**EXCERPT**

= = =

So, on June 29, the Dutch people demonstrated their loyalty to Queen and country and their defiance of Nazi rule. People participated all across the country, but the activity was strongest in Amsterdam and The Hague.

People displayed vases full of carnations in the windows of homes and stores. Women and girls wore orange skirts, orange being the national color, symbolic of the Royal House of Orange. The Dutch flag was flown. Men pinned white carnations in the buttonhole of their coats, in imitation of Prince Bernhard, a German who was anti-Nazi.  Some people rode bicycles around town all dressed in orange.

Crowds gathered at the statue of Queen Emma, Wilhelmina’s mother, in Amsterdam to lay flowers.

The Queen Emma monument is festooned with flowers on Carnation Day, 1940

The Queen Emma monument is festooned with flowers on Carnation Day, 1940

At first, only single flowers were placed on the statue’s lap. Then others arrived carrying great pots of flowers. Soon the area at the base of the statue was covered in flowers. On the nearby lawn, the letter B was formed with a clever flower arrangement. People brought cut-out pictures of the royal family and laid these beside the flowers.

A street organ began to play the national anthem. Softly at first, people began to sing. Shortly, though, more people lifted their voices in patriotic song. Emotion was running high.

Men belonging to the WA, the military arm of the Dutch Nazi organization (NSB), shoved into crowds and started fights. The WA goons wore black shirts. Many people were injured.

NSB members (Dutch Nazis or collaborators) show up at a statue of Queen Emma on Carnation Day, giving the straight arm salute.

NSB members (Dutch Nazis or collaborators) show up at a statue of Queen Emma on Carnation Day, giving the straight arm salute.

People gathered at the Queen’s residence in the Hague, the Noordeinde Palace, to lay flowers on the balcony and to sign the birthday register.  The German commander of the Wehrmacht feared a riot. He ordered German fighter planes to fly above the city, diving now and then, but not to shoot, to get the crowd to disperse.

This day became known as Anjerdag, “Carnation Day.”

German propaganda minister Joseph Goebbels is shown at the entrance to Queen Wilhelmina's residence, the Noordeinde Palace in The Hague on Carnation Day. The nonviolent protest demonstration by the Dutch citizens greatly alarmed their German occupiers. Hitler was informed and the Nazis began their crackdown on Dutch life, liberty, and the pursuit of happiness.

= = =

**INFORMATION SUPPLIED**
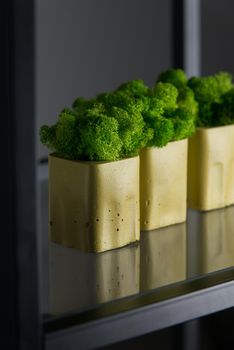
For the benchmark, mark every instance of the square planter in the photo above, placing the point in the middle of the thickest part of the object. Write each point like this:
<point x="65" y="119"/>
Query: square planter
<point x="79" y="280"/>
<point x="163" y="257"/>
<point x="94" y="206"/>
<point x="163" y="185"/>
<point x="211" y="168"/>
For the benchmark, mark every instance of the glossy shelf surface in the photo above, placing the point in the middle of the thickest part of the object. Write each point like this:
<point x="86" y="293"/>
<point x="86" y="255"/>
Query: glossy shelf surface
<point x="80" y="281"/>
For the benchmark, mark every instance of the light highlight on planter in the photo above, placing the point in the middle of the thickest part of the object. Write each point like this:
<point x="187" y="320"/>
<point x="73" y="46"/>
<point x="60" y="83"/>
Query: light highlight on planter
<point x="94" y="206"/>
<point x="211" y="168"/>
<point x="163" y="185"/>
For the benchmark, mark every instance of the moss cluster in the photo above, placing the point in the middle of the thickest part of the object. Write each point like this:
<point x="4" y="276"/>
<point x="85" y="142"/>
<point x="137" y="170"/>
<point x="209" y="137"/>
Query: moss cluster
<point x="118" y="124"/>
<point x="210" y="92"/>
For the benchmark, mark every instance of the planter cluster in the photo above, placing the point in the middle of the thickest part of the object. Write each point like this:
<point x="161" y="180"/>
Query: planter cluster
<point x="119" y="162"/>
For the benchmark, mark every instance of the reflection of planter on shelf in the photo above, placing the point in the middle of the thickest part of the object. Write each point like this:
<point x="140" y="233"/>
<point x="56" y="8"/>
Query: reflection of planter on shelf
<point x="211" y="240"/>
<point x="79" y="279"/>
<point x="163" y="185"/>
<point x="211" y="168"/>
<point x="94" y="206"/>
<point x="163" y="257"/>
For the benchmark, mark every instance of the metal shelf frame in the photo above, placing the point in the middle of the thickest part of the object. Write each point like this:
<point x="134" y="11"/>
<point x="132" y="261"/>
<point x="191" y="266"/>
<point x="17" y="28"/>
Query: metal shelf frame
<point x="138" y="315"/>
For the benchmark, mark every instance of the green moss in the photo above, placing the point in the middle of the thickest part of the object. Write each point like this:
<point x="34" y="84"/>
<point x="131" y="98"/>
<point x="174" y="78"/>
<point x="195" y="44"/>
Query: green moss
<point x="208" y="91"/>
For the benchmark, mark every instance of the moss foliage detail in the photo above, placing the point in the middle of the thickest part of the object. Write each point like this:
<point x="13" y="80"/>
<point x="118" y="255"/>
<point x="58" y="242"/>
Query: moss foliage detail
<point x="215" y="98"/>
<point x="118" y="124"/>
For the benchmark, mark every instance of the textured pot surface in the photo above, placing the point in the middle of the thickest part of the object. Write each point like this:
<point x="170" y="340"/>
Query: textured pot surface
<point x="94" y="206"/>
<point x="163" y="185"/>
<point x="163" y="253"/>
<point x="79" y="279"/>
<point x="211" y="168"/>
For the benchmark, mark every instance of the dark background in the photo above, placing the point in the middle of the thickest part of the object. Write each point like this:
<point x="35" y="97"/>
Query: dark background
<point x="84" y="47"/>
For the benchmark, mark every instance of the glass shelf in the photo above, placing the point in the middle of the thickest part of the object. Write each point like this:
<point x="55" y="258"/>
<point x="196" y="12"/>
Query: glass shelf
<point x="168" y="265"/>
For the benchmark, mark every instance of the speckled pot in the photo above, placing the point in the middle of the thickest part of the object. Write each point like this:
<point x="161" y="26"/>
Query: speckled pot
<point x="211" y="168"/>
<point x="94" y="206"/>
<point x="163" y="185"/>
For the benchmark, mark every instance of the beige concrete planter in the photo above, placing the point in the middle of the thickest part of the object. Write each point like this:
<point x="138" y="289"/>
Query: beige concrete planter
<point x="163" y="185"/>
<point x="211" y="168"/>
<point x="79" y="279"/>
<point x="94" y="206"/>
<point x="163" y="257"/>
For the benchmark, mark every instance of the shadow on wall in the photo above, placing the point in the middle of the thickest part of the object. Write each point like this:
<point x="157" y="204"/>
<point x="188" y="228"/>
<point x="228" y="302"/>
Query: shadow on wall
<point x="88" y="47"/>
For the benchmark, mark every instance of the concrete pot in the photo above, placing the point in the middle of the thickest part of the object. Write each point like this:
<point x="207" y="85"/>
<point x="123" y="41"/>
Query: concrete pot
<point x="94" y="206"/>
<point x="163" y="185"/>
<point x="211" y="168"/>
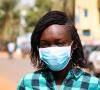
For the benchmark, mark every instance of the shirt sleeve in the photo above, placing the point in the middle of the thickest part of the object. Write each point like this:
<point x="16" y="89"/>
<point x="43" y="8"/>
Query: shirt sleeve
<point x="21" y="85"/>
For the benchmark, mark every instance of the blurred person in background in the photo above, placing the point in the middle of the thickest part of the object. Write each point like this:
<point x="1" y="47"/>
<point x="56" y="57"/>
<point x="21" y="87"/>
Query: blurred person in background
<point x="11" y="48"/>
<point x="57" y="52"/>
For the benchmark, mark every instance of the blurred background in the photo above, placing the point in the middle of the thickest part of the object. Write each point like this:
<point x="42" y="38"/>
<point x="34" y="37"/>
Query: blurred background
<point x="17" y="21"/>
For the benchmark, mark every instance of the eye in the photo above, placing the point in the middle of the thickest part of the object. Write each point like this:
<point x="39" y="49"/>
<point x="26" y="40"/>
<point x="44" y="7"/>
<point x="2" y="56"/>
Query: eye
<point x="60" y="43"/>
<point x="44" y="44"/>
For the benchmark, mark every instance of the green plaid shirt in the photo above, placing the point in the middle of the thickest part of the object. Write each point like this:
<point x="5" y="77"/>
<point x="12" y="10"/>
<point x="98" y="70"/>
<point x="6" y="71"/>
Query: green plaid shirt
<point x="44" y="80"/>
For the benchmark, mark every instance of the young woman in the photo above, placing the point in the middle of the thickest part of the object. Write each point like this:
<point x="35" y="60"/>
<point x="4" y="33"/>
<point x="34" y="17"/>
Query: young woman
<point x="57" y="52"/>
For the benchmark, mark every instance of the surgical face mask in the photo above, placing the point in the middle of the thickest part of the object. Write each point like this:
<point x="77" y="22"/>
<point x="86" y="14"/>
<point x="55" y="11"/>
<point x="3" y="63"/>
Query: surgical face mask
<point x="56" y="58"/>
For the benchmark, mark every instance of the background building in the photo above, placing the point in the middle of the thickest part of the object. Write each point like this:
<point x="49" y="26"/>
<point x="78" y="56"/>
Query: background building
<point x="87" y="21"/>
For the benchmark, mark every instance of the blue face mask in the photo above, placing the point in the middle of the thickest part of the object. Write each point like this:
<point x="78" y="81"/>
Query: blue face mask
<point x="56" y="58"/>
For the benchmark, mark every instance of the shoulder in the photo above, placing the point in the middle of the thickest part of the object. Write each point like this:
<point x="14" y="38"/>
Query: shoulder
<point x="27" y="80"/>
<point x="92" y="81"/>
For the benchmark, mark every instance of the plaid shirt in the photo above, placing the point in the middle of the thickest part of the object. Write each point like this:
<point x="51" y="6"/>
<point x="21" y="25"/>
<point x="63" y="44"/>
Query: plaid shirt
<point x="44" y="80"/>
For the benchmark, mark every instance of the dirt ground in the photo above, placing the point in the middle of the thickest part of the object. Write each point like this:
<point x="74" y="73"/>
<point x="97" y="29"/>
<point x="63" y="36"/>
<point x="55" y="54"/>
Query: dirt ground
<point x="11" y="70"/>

= = =

**DIRECTIVES**
1. Translate this sentence from the Carnation Day excerpt into Spanish: "Crowds gathered at the statue of Queen Emma, Wilhelmina’s mother, in Amsterdam to lay flowers."
2. According to the Carnation Day excerpt, what did men wear in the buttonholes of their coats in imitation of Prince Bernhard?
The material has no connection to the text about Carnation Day.

**TASK RESPONSES**
1. Las multitudes se reunieron junto a la estatua de la reina Emma, madre de Guillermina, en Ámsterdam para depositar flores.

2. White carnations.